▶ **Zielsetzung**
Beantworten Sie anhand des folgenden Textes über Zypern und die EZB diese Fragen:
1. Wie viel Prozent des BIP machten die „fremden Investitionen“ im Jahr 2006 aus?
2. In welchem Jahr erreichten die ausländischen Einlagen in Zypern ihren Höchststand, und wie hoch war er?
3. Für welches Beratungsunternehmen ist Yasen Iliev tätig, und in welcher Stadt?

▶ **Quelle**
+++++

Einer der Gründe, warum Zypern nun in die Knie gewungen werden müsse, sei das gigantische Problem der Geldwäsche. Die Klage über die Mißstände wird von allen geführt, vor allem von den Rettern: EU, EZB und IWF werden nicht müde zu betonen, dass es nicht gegen die kleinen Leute gehen, sondern gegen die großen Geldwäscher. Im europäischen Volksmund werden sie russische Oligarchen genannt.
Eine Überraschung?
Mitnichten. Denn nun stellt sich heraus: Die Europäische Zentralbank war über das Geldwäsche-Problem seit langem im Bilde. Im Grunde wussten die Währungshüter alles - und zwar schon vor dem EU-Beitritt der Mittelmeer-Insel.
Die EZB habe gewusst, dass Russisches Geld nach Zypern fließt, sagt Yasen Iliev, Investmentbanker des Beratungsunternehmens New Europe Corporate Advisory, in Sofia. 2007 erwähnt der Konvergenzbericht der EZB großen Kapitalzustrom nach Zypern. „In den Jahren 2004 bis 2006 kamen viele der Gelder, die das zypriotische Leistungsbilanzdefizit finanzierten, aus Kapitalzuströmen, bestehend aus ausländischen Einlagen und Krediten“, so der Report. Diese „fremden Investitionen“ betrugen beträchtliche 11,3 Prozent des BIP im Jahr 2006. Diese Kapitalzuflüsse hätten das Leistungsbilanzdefizit zwischen 2004 und 2006 sogar überstiegen, so dass Zypern in dieser Zeit weitere Währungsreserven anhäufen konnte.
Eine auf der EZB-Website veröffentlichte Datentabelle zeigt, dass 2011 ausländische Einlagen in Zypern mit 19,2 Milliarden Euro einen Höchststand erreichten (siehe Grafik). Die ausländischen Gelder überstiegen sogar die Wirtschaftskraft Zyperns um eine Milliarde Euro.
Technisch wäre es unmöglich, dass es man es nicht gewusst hätte. „Große Ungleichheiten innerhalb des BIP, zum Beispiel der überdimensionierte Bankensektor, waren eine Zeitbombe die von Studenten der Makroökonomie leicht zu erkennen waren, geschweige denn von Bankern der Zentralbank“, sagte Iliev dem EUObserver. Die Zyprioten hätten wohl gedacht, die Party würde unendlich weitergehen. „Die Faustregel in Brüssel und Frankfurt war ‚lasst sie’, wahrscheinlich wegen Zyperns Streit mit der Türkei oder weil die Wirtschaft der Insel zu klein war, um sich darum zu kümmern.“ Die Konsequenz sei, dass die Zyprioten wie Kinder aufwuchsen, die wussten, dass ihre Eltern manchmal wütend auf sie seien, sie aber nie aus dem Haus werfen würden, so Iliev.

+++++

▶ **Datenauszüge**
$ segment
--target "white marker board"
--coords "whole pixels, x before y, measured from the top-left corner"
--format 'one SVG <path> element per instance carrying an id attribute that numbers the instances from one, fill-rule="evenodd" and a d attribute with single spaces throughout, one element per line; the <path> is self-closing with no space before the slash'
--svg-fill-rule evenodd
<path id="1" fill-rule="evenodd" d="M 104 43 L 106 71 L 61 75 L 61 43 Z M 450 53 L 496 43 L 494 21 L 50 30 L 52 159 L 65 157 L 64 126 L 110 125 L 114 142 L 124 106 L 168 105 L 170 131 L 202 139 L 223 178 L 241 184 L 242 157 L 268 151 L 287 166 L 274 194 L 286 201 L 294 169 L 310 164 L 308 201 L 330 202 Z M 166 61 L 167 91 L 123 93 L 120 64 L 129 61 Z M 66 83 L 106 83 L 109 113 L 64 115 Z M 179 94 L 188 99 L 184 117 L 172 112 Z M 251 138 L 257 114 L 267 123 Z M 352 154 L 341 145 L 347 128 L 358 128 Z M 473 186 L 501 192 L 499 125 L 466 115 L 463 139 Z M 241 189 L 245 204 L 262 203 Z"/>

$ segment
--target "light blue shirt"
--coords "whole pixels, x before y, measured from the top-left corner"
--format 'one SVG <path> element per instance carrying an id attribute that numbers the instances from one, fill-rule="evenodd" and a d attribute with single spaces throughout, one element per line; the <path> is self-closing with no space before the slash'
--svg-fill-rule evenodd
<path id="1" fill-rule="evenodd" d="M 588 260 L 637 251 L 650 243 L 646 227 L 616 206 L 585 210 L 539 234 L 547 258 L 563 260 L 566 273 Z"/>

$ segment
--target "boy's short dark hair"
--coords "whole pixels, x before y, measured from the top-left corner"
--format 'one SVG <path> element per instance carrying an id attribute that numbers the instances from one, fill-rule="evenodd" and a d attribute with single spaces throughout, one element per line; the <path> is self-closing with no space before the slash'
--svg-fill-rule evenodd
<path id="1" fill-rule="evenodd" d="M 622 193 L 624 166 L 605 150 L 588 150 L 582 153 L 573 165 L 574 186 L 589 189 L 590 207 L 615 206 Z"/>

+++++

▶ **Musterlösung**
1. 11,3 Prozent des BIP.
2. 2011, mit 19,2 Milliarden Euro.
3. Für New Europe Corporate Advisory, in Sofia.